### Excerpt to read
Recent scientific expeditions that have retraced all routes of human migration out of Africa in the last 50,000 years make for a fascinating story. In the exhibit perused for this exercise I discovered that the pivotal moment was the great Ice Age that set in 50 thousand years ago, up until when, the rich and diverse ecology of central and southern Africa began to change. With the substantial drop in temperatures, the erstwhile green and fertile regions began to dry up. And this crisis for survival is perhaps the most important event in anthropology.
The populating of the Australian continent is a tantalizing story of adventure and chance. Scientists were first confounded by the 6000 mile of ocean that separated the East African coast from the nearest shore in Australia. Later it came to light that the radically new geological conditions created by the Ice Age provided an easy passage wherever the sea had receded. Likewise the crossing of the arctic inhabiting Chikchu people into the New World is another historical achievement of our species. The Americans who are newly native to this expansive continent nearly covered its entire breadth and width in less than a millennia of its advent. Modern Europeans took a complex migratory route to arrive at Western Europe. The lore of the Cro-Magnon man is very prescient to the mind as they conquered the temperate and cold climes of Europe with a physiology that was ill suited to these conditions. A branch of my own ancestors traversed the central Asian steppes to populate what is modern day China and South East Asia. Since I inherit a mix of Chinese and Indonesian genetic stock, it is accurate to claim that my ancestors comprised two different groupings – those who took the Steppes and the other the route of the Indian subcontinent.

### Task instructions
a. According to the migration essay, when did the great Ice Age set in?
b. List every place the migration essay names in connection with the writer's own ancestors.
Answer using only the migration essay above.

### Information
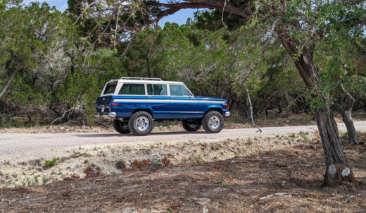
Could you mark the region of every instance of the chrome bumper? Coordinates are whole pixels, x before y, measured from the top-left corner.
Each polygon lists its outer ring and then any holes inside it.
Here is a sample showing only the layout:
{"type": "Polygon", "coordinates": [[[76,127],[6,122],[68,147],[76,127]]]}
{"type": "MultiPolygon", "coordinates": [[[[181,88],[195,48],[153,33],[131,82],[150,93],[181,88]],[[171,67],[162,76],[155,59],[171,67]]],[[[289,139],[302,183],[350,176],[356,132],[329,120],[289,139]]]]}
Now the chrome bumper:
{"type": "Polygon", "coordinates": [[[96,112],[94,117],[103,118],[115,118],[117,114],[115,112],[96,112]]]}

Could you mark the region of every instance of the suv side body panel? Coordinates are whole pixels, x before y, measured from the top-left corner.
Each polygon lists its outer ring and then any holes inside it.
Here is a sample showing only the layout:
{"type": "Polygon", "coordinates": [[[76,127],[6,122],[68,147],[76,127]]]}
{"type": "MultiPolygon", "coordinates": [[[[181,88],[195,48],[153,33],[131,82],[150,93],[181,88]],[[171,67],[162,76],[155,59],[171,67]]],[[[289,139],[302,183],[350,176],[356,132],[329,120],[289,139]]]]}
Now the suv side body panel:
{"type": "Polygon", "coordinates": [[[184,84],[179,82],[111,80],[104,86],[95,107],[96,116],[115,113],[115,116],[110,116],[114,118],[128,119],[139,110],[151,112],[154,119],[162,120],[199,119],[213,109],[223,116],[227,112],[229,115],[226,99],[193,96],[184,84]]]}

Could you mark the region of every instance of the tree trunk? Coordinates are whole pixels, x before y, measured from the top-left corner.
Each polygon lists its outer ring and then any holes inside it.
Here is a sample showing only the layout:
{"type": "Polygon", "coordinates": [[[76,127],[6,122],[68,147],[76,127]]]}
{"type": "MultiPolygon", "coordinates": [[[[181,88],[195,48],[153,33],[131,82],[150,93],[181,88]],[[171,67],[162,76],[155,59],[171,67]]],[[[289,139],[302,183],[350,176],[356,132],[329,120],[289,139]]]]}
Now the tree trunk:
{"type": "Polygon", "coordinates": [[[30,121],[30,123],[32,123],[32,116],[30,116],[30,113],[27,111],[27,116],[28,117],[28,120],[30,121]]]}
{"type": "Polygon", "coordinates": [[[342,106],[337,102],[332,103],[332,107],[336,109],[342,116],[342,121],[347,128],[347,133],[348,134],[348,142],[351,144],[359,144],[358,138],[357,138],[356,129],[352,121],[352,109],[355,104],[355,99],[346,91],[343,85],[339,86],[340,90],[346,95],[347,98],[347,107],[343,109],[342,106]]]}
{"type": "MultiPolygon", "coordinates": [[[[294,27],[298,27],[296,23],[294,25],[294,27]]],[[[277,32],[290,56],[296,58],[295,66],[306,87],[313,90],[311,91],[313,98],[322,99],[327,103],[327,97],[317,90],[317,87],[321,86],[322,80],[318,68],[314,63],[313,55],[308,50],[307,44],[299,44],[296,40],[291,38],[288,30],[283,28],[277,30],[277,32]],[[298,52],[297,47],[303,47],[301,52],[298,52]]],[[[329,113],[329,107],[323,105],[315,108],[315,117],[322,138],[327,168],[324,176],[324,185],[332,186],[339,181],[354,182],[353,174],[348,166],[348,163],[343,152],[336,123],[334,118],[329,113]]]]}
{"type": "Polygon", "coordinates": [[[13,78],[14,78],[14,75],[15,75],[17,71],[18,70],[16,68],[14,68],[13,71],[10,73],[10,75],[8,78],[6,83],[5,83],[5,86],[1,90],[1,91],[0,91],[0,98],[1,97],[1,96],[3,96],[8,87],[10,86],[10,83],[11,82],[11,80],[13,80],[13,78]]]}

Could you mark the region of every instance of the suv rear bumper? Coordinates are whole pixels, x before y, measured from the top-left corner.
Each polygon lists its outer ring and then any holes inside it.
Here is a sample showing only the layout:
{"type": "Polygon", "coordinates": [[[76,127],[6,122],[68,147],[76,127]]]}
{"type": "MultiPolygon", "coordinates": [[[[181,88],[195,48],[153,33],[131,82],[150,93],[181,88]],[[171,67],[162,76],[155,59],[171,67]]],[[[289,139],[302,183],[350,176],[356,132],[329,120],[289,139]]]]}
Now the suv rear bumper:
{"type": "Polygon", "coordinates": [[[94,113],[94,117],[104,118],[115,118],[117,114],[115,112],[96,112],[94,113]]]}

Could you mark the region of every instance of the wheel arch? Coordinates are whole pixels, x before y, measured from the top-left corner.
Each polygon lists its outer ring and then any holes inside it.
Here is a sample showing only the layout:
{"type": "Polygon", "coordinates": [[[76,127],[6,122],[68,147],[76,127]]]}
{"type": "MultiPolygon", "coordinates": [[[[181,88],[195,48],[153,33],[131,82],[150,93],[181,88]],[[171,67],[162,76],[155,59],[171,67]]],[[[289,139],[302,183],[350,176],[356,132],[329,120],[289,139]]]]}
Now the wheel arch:
{"type": "Polygon", "coordinates": [[[224,113],[222,111],[222,108],[219,107],[208,107],[208,109],[205,111],[205,113],[203,114],[203,116],[211,111],[217,111],[220,112],[222,116],[224,116],[224,113]]]}
{"type": "Polygon", "coordinates": [[[153,111],[151,109],[149,109],[149,108],[144,108],[144,109],[136,109],[135,110],[134,110],[134,111],[132,111],[132,114],[131,114],[131,116],[132,116],[134,114],[138,112],[138,111],[146,111],[147,113],[149,113],[149,114],[151,115],[151,116],[153,117],[153,111]]]}

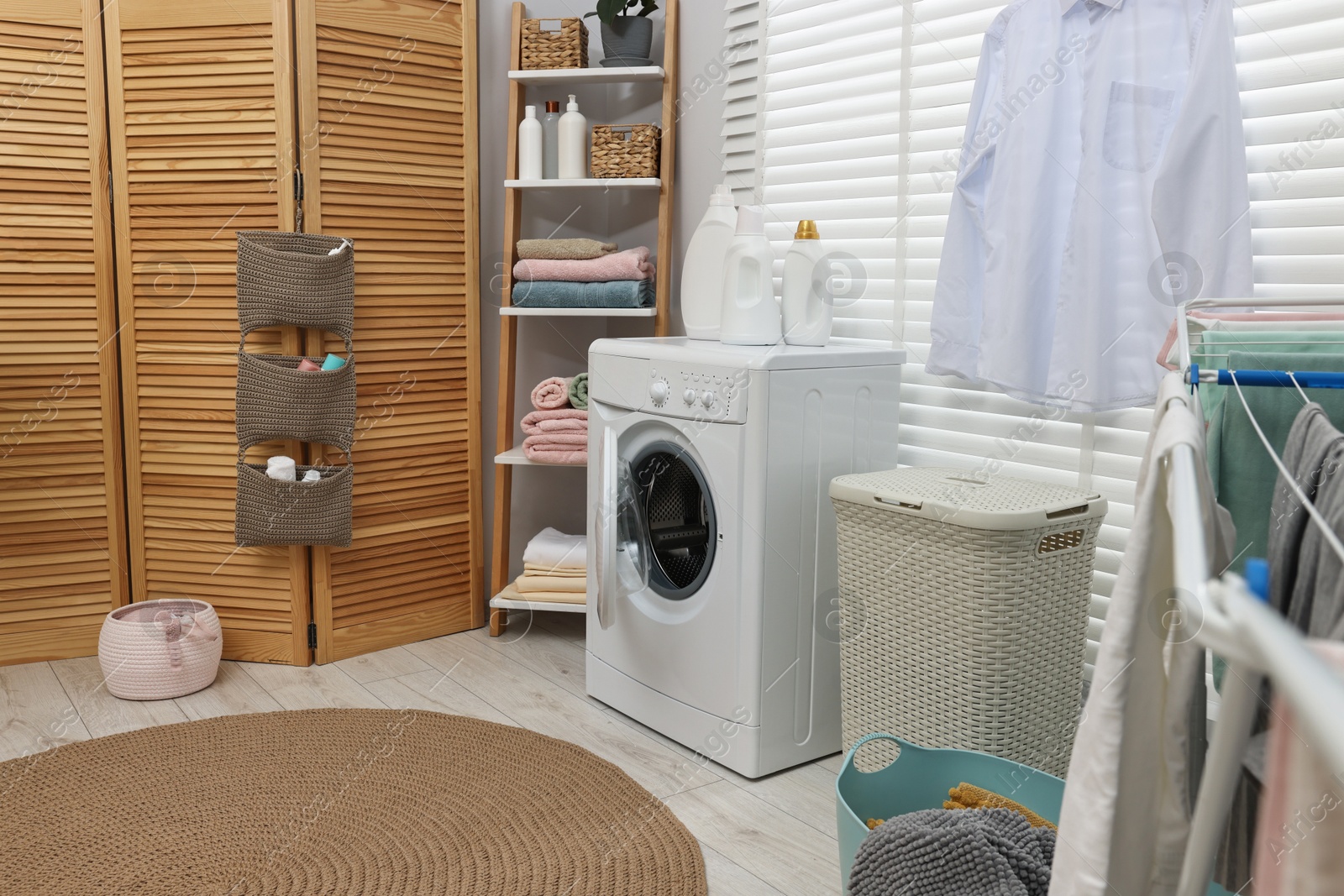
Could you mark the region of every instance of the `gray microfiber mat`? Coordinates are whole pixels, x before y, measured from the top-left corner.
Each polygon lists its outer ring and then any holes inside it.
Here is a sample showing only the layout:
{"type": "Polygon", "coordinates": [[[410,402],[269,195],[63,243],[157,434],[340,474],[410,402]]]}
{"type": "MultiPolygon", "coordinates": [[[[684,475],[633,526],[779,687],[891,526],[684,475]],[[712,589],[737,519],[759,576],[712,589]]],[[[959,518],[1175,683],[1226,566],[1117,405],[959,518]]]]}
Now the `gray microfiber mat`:
{"type": "Polygon", "coordinates": [[[1046,896],[1055,832],[1011,809],[896,815],[859,846],[851,896],[1046,896]]]}

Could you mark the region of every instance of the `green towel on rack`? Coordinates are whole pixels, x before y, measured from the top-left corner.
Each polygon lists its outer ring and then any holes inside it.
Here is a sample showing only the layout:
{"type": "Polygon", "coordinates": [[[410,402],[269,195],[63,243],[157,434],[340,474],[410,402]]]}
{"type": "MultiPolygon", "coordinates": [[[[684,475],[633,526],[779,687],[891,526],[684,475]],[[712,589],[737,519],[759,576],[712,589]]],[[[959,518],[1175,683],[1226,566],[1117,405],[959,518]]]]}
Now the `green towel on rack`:
{"type": "Polygon", "coordinates": [[[587,410],[587,373],[579,373],[570,380],[570,407],[587,410]]]}
{"type": "Polygon", "coordinates": [[[519,281],[513,283],[512,302],[517,308],[645,308],[653,304],[653,281],[610,279],[603,283],[519,281]]]}
{"type": "MultiPolygon", "coordinates": [[[[1304,334],[1298,333],[1297,337],[1302,339],[1304,334]]],[[[1302,351],[1284,345],[1275,347],[1273,352],[1253,352],[1228,345],[1226,367],[1232,371],[1344,371],[1344,353],[1322,353],[1318,351],[1322,347],[1300,348],[1302,351]]],[[[1223,367],[1222,357],[1218,359],[1218,365],[1223,367]]],[[[1247,557],[1263,557],[1269,549],[1270,505],[1274,501],[1278,467],[1255,435],[1255,427],[1246,416],[1236,390],[1231,386],[1216,388],[1222,395],[1220,400],[1212,402],[1215,407],[1208,412],[1208,469],[1218,502],[1227,508],[1236,524],[1236,560],[1232,571],[1241,572],[1247,557]]],[[[1202,402],[1208,400],[1207,390],[1206,386],[1199,390],[1202,402]]],[[[1265,437],[1282,454],[1293,420],[1302,410],[1302,396],[1294,388],[1274,386],[1243,386],[1242,391],[1255,420],[1265,430],[1265,437]]],[[[1332,420],[1344,422],[1344,390],[1312,388],[1305,392],[1325,408],[1332,420]]]]}

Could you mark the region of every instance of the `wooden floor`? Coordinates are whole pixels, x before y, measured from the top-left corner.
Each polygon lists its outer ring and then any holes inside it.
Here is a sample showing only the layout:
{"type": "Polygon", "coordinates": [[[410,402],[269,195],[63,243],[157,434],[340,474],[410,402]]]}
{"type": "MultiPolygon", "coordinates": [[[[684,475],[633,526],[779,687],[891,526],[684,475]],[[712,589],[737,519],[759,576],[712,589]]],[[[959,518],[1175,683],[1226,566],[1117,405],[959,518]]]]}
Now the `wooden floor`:
{"type": "Polygon", "coordinates": [[[583,693],[583,617],[515,614],[484,629],[325,666],[224,662],[210,688],[132,703],[102,686],[98,660],[0,666],[0,760],[118,731],[230,713],[374,707],[433,709],[570,740],[624,768],[699,838],[714,896],[840,892],[831,756],[759,780],[694,752],[583,693]]]}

### Responses
a. 50 thousand years ago.

b. The central Asian steppes, China, South East Asia, the Indian subcontinent